> _TASK_: Copy every record exactly, and keep the pictures out.

Dataset rows on where objects appear:
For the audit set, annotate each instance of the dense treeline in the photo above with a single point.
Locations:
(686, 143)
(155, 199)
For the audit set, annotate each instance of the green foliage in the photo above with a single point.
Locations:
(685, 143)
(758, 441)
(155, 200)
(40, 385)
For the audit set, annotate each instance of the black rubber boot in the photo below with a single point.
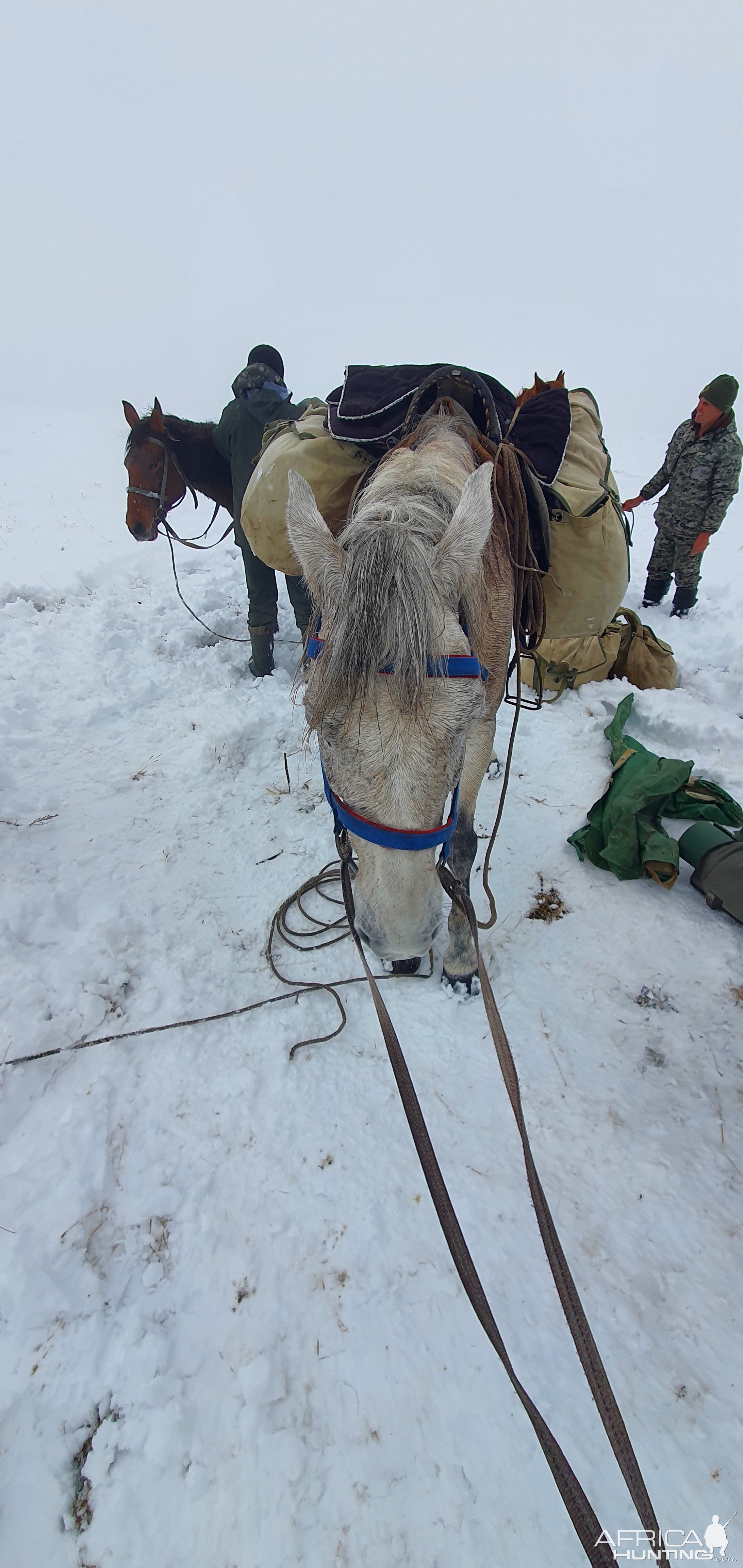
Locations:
(684, 601)
(261, 661)
(656, 590)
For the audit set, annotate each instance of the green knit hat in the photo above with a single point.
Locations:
(722, 393)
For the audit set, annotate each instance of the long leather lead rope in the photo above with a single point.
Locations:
(582, 1515)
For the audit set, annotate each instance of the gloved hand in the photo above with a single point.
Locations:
(701, 543)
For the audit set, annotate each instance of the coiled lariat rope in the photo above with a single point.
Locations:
(308, 940)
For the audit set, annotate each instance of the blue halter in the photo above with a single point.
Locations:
(452, 667)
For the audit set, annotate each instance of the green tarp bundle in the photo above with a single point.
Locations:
(625, 832)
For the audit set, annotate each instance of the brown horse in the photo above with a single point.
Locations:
(540, 386)
(165, 458)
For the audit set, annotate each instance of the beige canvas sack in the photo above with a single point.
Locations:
(331, 468)
(589, 559)
(643, 659)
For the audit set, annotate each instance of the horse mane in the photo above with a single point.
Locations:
(391, 610)
(540, 386)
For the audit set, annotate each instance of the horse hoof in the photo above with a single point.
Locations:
(405, 966)
(461, 985)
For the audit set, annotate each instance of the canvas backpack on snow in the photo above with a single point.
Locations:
(643, 659)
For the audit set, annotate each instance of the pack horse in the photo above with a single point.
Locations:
(408, 673)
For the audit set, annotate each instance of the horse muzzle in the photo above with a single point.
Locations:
(143, 532)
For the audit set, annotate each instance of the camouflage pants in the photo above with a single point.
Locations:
(672, 557)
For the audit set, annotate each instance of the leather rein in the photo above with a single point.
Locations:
(581, 1510)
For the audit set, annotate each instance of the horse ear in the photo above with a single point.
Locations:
(458, 553)
(320, 557)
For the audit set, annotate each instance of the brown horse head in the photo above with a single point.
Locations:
(540, 386)
(150, 447)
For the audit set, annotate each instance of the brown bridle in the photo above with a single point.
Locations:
(164, 507)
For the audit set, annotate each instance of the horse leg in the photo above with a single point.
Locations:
(460, 963)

> _TASK ANSWER_:
For the audit set, annotate each instance of the dense treeline in the photo above with a single point.
Locations:
(686, 143)
(155, 199)
For the audit set, annotate each instance of the green foliage in the photo above with a single point.
Locations:
(685, 143)
(758, 441)
(155, 200)
(40, 385)
For the audit set, annotate each instance of the black rubber boot in the photo below with a single point.
Locations:
(684, 601)
(261, 661)
(656, 590)
For the audit set, annotate each instance of the green knit hat in the photo above with a single point.
Locations:
(722, 393)
For the audit set, annotate each instance of the long leather lead rope in the photo above with a single point.
Locations:
(582, 1515)
For the audit set, annotate each instance of the gloved hand in the photo above with a single point.
Locations:
(701, 543)
For the audit set, annotate each instance of the coiled lariat rope in the photo above with a single point.
Locations:
(308, 940)
For the audit set, annotate each instance of the blue halter in the photo above with a single point.
Locations:
(452, 667)
For the audit set, annotate each instance of the green tarp bundle in the photo above with a single point.
Locations:
(625, 832)
For the audit set, annotate each instance of the brown horse in the photo above with a single point.
Locations:
(540, 386)
(165, 458)
For the audit set, annotate each instance of the beige canvas sack in the photo above with a single point.
Locations:
(331, 468)
(589, 559)
(643, 659)
For the audit set, annotate each instance of the horse mane in the photo above with a single point.
Locations:
(391, 610)
(540, 386)
For the audit set, annotate each instance of the horse hoof in the photo above with a single point.
Locations:
(405, 966)
(461, 985)
For the audit set, annotate each instance of the canvas backpack on snow in the photo above with a single point.
Locations:
(643, 659)
For the audit set, annotate each instance of the pack horse in the photo above with a single point.
Locations:
(408, 673)
For the audit set, annotate each instance of the horse muzzle in the photo above with a single point.
Locations:
(143, 532)
For the audit set, annotate each instance of the camouflage pants in the photo above with a single point.
Locations:
(672, 557)
For the audit set, annotate each instance of the leather rein in the photo above with a single point.
Locations:
(581, 1510)
For the audit set, annotate each instance of the horse ear in the photo above with a single point.
Locations:
(458, 553)
(320, 557)
For the audit set, annotate each instance of the brown horse head in the photo above with a single point.
Locations:
(540, 386)
(150, 447)
For the audit set, annotate each instance of the brown bridle in the photo above with a single point.
Locations:
(164, 507)
For the audit set, annotate each instance of the horse leg in the photo above with a single point.
Locations:
(460, 963)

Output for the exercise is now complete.